**Exercise:** Find the line containing "# test: point on every instance of the referee's", then return it and every line after it through the end of the records, exactly. Leave out pictures.

+ + +

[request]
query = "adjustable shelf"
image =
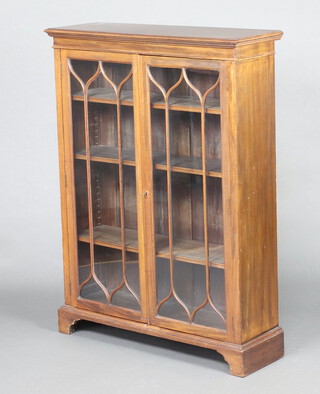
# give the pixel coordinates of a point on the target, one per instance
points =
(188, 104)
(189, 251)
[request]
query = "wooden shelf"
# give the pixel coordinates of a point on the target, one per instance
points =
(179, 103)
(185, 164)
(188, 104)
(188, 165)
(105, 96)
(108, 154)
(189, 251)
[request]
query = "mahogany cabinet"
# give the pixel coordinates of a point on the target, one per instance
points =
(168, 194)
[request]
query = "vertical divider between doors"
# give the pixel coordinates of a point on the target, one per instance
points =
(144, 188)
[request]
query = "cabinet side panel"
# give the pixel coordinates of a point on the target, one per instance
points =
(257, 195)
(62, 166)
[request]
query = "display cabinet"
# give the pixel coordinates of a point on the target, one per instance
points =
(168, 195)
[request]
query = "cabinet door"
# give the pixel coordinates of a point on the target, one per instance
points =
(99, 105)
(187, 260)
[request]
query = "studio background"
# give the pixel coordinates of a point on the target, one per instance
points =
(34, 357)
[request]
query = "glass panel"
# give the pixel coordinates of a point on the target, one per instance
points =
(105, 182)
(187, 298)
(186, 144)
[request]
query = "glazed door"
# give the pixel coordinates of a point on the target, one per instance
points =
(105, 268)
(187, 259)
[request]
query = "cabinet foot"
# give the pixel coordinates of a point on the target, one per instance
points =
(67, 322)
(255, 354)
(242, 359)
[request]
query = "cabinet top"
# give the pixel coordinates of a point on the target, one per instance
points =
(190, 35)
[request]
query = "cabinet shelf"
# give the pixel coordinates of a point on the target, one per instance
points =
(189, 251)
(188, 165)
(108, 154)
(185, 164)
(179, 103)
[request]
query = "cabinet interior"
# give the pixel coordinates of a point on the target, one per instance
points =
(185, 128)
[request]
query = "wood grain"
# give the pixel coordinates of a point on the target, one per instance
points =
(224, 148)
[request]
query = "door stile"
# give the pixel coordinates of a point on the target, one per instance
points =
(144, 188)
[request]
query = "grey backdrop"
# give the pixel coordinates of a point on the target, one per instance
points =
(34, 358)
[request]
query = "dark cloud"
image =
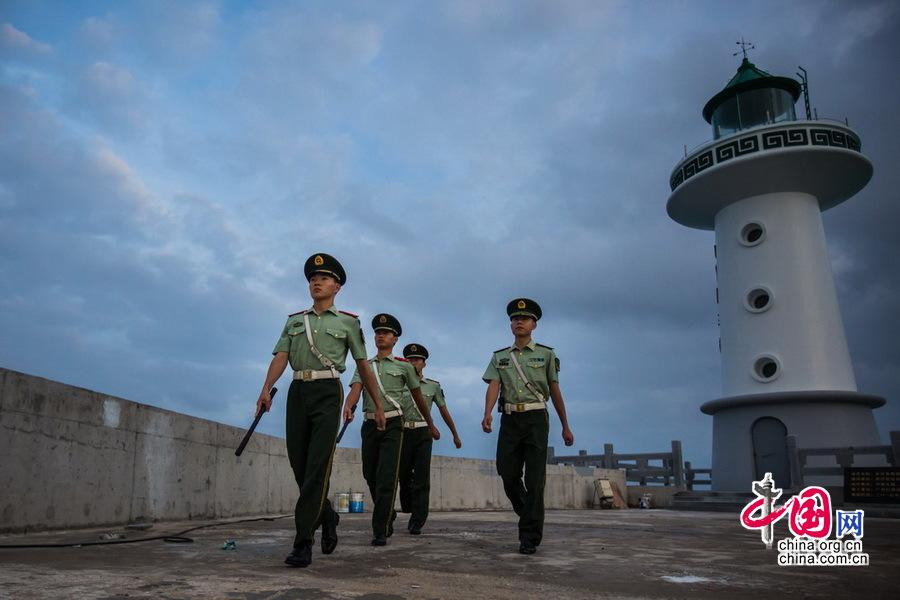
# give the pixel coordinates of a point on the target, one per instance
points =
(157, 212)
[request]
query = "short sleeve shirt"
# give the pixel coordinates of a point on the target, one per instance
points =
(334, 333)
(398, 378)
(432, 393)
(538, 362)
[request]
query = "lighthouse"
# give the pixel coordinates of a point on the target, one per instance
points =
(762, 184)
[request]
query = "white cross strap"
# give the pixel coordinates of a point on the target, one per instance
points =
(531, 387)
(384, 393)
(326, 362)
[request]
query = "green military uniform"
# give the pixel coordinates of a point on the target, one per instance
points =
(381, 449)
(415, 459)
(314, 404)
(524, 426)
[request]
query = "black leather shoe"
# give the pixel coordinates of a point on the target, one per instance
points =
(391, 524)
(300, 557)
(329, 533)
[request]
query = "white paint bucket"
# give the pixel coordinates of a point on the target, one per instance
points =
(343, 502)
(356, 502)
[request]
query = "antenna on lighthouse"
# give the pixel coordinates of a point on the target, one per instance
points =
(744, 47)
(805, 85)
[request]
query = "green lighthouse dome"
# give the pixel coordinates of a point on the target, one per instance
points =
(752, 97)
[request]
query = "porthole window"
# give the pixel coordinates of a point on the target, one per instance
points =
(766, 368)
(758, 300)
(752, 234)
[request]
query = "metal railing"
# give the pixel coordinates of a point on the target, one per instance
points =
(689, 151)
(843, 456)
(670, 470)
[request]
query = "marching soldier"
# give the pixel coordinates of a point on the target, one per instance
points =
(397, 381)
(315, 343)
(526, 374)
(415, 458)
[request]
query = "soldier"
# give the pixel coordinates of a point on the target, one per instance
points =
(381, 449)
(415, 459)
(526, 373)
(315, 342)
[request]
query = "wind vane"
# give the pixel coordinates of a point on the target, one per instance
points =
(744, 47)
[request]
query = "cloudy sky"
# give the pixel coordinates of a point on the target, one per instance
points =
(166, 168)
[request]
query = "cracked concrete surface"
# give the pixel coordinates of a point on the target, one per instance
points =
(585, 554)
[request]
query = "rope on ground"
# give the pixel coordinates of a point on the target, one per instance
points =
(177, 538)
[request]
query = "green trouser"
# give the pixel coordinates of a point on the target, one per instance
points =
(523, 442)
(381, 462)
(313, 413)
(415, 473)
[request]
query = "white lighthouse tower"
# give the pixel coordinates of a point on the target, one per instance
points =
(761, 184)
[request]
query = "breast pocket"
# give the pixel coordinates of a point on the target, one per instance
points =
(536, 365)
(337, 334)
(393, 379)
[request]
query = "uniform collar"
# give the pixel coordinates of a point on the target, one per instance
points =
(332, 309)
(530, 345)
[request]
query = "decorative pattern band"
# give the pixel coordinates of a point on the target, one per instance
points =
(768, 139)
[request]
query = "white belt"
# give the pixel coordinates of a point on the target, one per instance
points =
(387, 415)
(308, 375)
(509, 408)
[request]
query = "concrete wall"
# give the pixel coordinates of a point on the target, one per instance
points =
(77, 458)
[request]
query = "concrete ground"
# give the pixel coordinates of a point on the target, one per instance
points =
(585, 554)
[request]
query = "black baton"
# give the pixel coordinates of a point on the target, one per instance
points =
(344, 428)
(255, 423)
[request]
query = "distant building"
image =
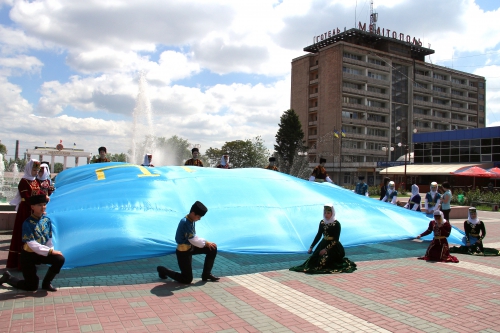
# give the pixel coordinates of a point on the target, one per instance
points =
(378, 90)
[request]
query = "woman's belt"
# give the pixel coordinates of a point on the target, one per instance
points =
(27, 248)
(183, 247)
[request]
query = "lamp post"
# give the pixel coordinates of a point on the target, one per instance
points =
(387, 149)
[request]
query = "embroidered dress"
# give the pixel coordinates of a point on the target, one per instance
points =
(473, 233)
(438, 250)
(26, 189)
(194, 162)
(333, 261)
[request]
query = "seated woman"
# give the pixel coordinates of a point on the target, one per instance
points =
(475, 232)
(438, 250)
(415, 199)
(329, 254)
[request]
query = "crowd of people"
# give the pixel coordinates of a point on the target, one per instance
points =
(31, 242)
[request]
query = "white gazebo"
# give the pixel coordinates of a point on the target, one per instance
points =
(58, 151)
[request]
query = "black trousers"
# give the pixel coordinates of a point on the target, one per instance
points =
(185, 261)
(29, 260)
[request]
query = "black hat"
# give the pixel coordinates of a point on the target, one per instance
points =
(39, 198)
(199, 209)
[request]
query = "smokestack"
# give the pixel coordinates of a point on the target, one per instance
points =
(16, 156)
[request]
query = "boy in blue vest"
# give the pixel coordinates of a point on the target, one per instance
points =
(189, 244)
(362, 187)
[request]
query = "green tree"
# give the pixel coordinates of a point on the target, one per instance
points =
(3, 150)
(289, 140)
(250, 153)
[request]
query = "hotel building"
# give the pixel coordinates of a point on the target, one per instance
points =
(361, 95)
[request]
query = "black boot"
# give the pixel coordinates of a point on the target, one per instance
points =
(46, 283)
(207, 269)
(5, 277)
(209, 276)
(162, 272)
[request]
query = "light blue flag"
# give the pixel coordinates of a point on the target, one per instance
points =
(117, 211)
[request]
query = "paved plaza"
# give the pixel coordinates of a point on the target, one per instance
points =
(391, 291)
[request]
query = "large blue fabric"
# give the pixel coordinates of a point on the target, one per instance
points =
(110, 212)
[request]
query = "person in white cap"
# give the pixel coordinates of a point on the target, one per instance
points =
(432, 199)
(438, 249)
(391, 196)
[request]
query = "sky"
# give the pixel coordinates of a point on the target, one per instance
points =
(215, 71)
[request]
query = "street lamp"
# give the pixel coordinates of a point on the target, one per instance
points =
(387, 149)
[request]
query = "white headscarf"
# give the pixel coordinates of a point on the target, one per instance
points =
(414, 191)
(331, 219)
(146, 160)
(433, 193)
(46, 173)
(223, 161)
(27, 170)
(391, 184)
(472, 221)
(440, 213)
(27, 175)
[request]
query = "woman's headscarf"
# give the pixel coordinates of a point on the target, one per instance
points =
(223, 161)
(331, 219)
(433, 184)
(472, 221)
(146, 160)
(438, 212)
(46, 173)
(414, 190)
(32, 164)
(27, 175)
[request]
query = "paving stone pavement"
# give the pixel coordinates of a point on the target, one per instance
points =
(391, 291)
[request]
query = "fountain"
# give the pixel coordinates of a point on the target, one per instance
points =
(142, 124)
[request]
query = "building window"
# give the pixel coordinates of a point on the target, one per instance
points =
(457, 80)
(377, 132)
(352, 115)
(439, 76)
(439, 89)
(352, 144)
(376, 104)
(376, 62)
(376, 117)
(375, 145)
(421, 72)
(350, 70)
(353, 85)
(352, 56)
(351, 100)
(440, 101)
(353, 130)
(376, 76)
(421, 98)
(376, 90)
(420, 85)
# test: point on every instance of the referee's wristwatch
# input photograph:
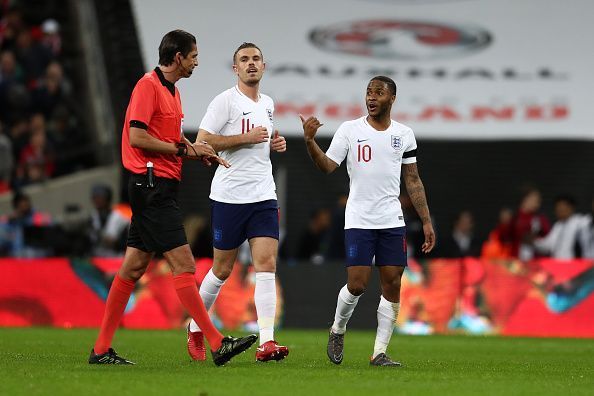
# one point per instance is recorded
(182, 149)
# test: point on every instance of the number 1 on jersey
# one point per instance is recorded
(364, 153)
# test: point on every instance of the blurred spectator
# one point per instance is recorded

+ + +

**Task solution:**
# test: point on every instance of the referee's wristwatch
# input photograph:
# one point per instance is recorded
(182, 149)
# test: point on every instance of the number 1 on jersey
# one point per instance is recorded
(364, 153)
# test: point on every instance of the blurred spectator
# one point per instance is recorded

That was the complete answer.